What this task involves:
Search the records for the string "light" and copy every line where it turns up.

-- Data extracts follows --

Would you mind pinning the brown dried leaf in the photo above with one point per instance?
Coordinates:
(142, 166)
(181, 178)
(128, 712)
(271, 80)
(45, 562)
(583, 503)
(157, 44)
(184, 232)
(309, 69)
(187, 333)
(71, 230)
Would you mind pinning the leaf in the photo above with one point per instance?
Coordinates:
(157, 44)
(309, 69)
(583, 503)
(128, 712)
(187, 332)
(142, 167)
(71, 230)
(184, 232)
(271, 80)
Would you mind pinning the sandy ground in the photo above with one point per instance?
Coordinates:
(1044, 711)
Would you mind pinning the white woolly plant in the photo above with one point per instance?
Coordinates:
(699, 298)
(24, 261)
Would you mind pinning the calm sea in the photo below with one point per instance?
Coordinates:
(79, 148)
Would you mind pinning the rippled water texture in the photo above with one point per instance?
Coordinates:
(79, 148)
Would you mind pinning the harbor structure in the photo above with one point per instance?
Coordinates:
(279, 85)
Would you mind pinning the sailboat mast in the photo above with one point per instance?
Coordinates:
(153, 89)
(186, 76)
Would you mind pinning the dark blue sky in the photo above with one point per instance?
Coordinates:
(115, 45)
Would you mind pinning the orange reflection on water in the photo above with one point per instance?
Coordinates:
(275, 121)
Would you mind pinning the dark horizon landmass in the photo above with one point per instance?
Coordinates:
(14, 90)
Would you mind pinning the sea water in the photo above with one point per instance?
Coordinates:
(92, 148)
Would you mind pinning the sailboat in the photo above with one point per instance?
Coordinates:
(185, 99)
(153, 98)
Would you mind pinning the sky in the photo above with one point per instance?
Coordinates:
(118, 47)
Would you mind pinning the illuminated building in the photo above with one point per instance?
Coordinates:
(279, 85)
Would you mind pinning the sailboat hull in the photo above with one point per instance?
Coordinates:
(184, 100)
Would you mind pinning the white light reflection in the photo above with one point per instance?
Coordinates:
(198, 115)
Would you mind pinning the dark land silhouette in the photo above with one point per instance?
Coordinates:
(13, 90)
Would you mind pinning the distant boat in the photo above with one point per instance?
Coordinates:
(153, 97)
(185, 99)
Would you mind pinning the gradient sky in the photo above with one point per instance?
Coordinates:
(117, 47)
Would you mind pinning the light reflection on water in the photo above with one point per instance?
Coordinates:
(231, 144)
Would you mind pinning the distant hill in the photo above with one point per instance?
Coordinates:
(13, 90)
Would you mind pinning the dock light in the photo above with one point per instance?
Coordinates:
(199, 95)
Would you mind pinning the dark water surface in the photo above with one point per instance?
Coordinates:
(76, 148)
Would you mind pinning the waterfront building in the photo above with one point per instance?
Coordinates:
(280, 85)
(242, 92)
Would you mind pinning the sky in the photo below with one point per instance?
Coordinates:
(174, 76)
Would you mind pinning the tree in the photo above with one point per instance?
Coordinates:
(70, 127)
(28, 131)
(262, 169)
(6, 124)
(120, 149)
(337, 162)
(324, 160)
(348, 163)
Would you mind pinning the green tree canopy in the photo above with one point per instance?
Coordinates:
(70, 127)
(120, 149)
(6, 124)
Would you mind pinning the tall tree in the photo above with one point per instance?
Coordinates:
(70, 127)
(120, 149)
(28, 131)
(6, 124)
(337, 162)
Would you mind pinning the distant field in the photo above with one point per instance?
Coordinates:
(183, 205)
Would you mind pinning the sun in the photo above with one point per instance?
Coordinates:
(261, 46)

-- Data extracts concluded --

Exercise answer:
Would you mind pinning the white light reflection in the photo above with one point per instance?
Would you mind pinning the light reflection on water in the photo above with one point per instance?
Would you mind pinning the dock light in the photo above with one point per instance?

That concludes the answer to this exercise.